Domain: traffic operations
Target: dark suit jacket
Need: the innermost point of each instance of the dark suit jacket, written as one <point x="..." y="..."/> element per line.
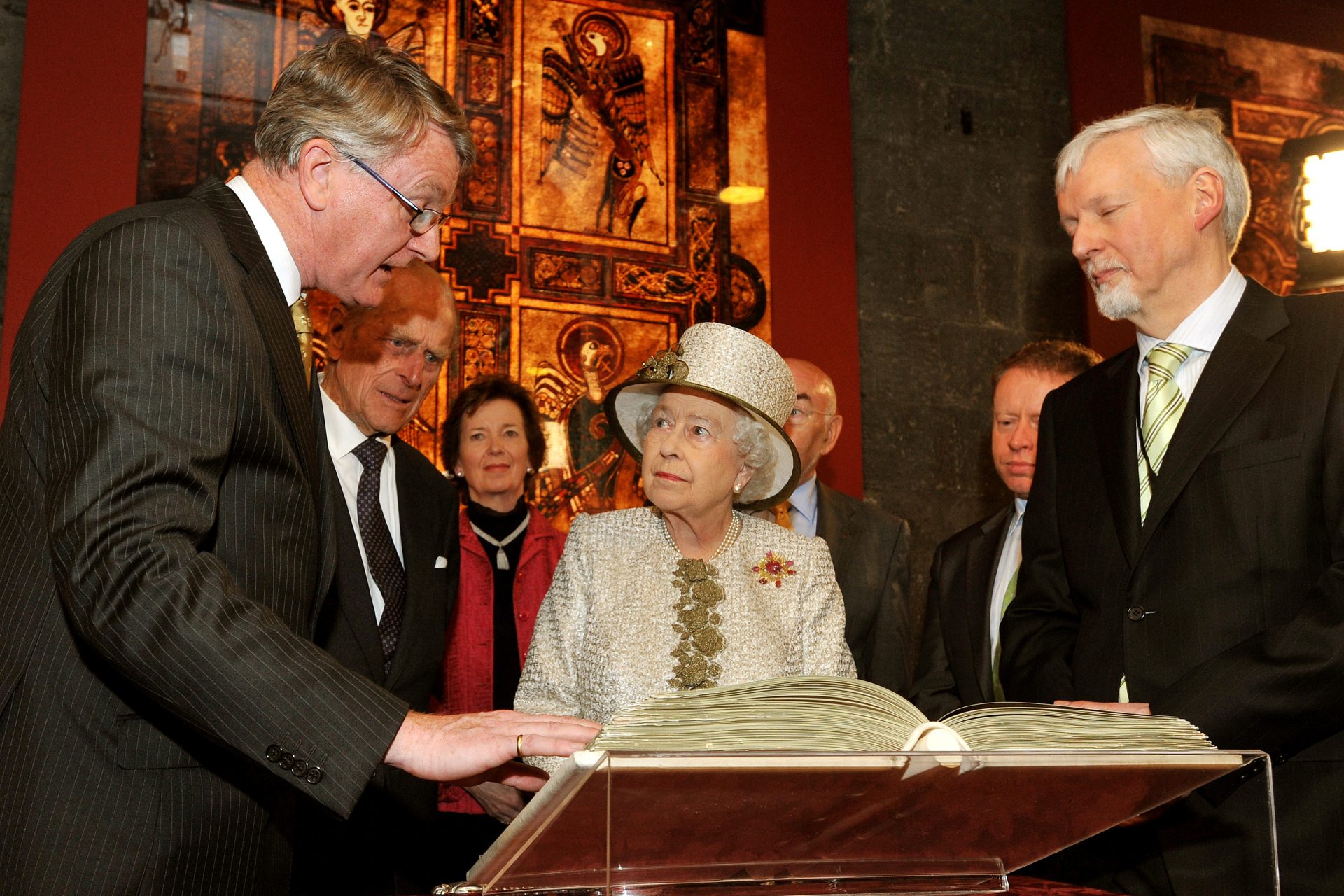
<point x="162" y="558"/>
<point x="387" y="844"/>
<point x="872" y="554"/>
<point x="956" y="668"/>
<point x="1226" y="608"/>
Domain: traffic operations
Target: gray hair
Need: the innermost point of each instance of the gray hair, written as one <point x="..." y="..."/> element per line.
<point x="753" y="442"/>
<point x="371" y="102"/>
<point x="1180" y="141"/>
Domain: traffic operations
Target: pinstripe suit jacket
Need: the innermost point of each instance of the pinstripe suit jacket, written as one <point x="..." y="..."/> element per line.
<point x="872" y="554"/>
<point x="1226" y="606"/>
<point x="163" y="547"/>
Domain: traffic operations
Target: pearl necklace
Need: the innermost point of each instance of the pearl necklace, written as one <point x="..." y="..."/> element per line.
<point x="730" y="538"/>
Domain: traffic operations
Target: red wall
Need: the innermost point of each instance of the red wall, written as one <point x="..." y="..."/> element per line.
<point x="812" y="244"/>
<point x="1107" y="67"/>
<point x="80" y="143"/>
<point x="78" y="139"/>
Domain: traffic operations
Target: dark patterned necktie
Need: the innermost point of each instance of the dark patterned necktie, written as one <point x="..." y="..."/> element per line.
<point x="384" y="562"/>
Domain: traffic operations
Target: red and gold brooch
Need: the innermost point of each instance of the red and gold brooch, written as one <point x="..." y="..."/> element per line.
<point x="774" y="567"/>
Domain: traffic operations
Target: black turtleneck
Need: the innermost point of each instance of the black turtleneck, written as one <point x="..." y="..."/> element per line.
<point x="508" y="668"/>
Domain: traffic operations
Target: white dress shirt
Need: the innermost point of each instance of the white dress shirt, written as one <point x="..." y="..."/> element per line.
<point x="1200" y="332"/>
<point x="1009" y="558"/>
<point x="803" y="507"/>
<point x="286" y="272"/>
<point x="343" y="438"/>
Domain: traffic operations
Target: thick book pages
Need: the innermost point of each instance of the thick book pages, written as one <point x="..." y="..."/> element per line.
<point x="727" y="824"/>
<point x="847" y="715"/>
<point x="806" y="785"/>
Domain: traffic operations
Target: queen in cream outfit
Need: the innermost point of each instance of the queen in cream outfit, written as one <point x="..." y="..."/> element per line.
<point x="692" y="592"/>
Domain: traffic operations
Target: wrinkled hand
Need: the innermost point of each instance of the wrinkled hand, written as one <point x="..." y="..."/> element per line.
<point x="482" y="746"/>
<point x="1133" y="708"/>
<point x="500" y="802"/>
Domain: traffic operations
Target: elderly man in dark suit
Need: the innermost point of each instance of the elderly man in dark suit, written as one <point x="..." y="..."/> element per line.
<point x="396" y="567"/>
<point x="974" y="573"/>
<point x="870" y="548"/>
<point x="1183" y="550"/>
<point x="164" y="545"/>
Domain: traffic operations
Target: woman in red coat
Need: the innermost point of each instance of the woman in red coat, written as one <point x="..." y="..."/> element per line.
<point x="492" y="442"/>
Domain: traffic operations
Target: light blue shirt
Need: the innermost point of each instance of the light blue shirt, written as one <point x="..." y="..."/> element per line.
<point x="803" y="507"/>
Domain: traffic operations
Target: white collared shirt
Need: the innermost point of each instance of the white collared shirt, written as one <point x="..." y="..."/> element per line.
<point x="286" y="272"/>
<point x="343" y="437"/>
<point x="803" y="507"/>
<point x="1200" y="332"/>
<point x="1009" y="558"/>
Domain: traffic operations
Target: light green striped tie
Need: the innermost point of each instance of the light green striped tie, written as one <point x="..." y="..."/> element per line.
<point x="1163" y="406"/>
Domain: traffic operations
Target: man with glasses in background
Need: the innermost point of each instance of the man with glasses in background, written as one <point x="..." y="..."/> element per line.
<point x="164" y="539"/>
<point x="870" y="548"/>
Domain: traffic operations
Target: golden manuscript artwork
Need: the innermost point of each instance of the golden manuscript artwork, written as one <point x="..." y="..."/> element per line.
<point x="590" y="232"/>
<point x="1268" y="92"/>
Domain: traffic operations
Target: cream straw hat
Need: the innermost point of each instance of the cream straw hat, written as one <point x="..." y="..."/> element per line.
<point x="733" y="365"/>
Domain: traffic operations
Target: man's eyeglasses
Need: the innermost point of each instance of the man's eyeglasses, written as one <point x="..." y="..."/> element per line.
<point x="422" y="219"/>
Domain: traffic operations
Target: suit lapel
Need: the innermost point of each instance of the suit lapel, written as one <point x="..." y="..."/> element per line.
<point x="834" y="528"/>
<point x="1236" y="371"/>
<point x="1114" y="426"/>
<point x="420" y="523"/>
<point x="981" y="566"/>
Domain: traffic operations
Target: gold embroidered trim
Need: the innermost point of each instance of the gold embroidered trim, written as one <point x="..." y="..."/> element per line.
<point x="698" y="625"/>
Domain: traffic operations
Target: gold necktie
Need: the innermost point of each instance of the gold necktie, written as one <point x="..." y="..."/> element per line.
<point x="304" y="330"/>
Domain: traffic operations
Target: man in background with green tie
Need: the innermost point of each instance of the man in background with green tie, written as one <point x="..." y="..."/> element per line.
<point x="1183" y="550"/>
<point x="974" y="573"/>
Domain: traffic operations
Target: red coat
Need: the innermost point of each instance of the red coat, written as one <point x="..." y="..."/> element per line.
<point x="468" y="681"/>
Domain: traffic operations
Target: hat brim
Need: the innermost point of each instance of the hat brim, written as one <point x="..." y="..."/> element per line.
<point x="631" y="402"/>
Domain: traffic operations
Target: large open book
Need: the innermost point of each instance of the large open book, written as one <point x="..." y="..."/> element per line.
<point x="819" y="713"/>
<point x="803" y="785"/>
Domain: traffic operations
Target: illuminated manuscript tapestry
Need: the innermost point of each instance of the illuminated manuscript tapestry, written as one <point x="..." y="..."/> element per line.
<point x="1268" y="93"/>
<point x="590" y="232"/>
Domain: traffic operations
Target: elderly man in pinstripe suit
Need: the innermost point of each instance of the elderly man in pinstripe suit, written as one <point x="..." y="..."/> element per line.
<point x="164" y="543"/>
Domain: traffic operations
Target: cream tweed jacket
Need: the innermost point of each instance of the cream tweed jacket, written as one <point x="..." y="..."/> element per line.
<point x="605" y="633"/>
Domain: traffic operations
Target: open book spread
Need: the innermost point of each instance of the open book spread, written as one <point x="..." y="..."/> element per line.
<point x="819" y="713"/>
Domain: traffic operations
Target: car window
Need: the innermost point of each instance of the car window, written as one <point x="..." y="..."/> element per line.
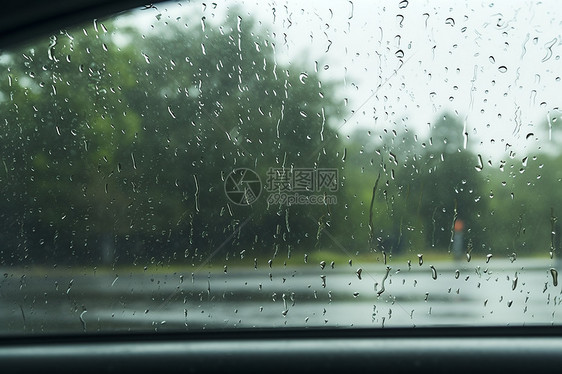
<point x="201" y="165"/>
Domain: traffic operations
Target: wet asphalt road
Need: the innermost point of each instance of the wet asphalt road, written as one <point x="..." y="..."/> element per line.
<point x="477" y="293"/>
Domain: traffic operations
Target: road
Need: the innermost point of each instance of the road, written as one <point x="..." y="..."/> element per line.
<point x="477" y="293"/>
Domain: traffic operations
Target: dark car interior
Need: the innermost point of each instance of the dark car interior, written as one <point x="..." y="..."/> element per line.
<point x="510" y="349"/>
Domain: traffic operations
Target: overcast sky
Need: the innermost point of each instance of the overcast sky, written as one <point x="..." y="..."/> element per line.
<point x="402" y="64"/>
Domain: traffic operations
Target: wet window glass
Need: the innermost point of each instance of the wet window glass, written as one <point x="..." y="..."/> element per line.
<point x="190" y="166"/>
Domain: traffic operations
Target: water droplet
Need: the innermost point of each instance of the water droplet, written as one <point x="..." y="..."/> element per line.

==============================

:: WHAT IS EXPECTED ::
Find every line above where the word "water" occurs, and copy that line.

:: RESPONSE ::
Target: water droplet
Need: the innermost point of each instance of the water droplet, written as one <point x="..." y="..."/> element per line.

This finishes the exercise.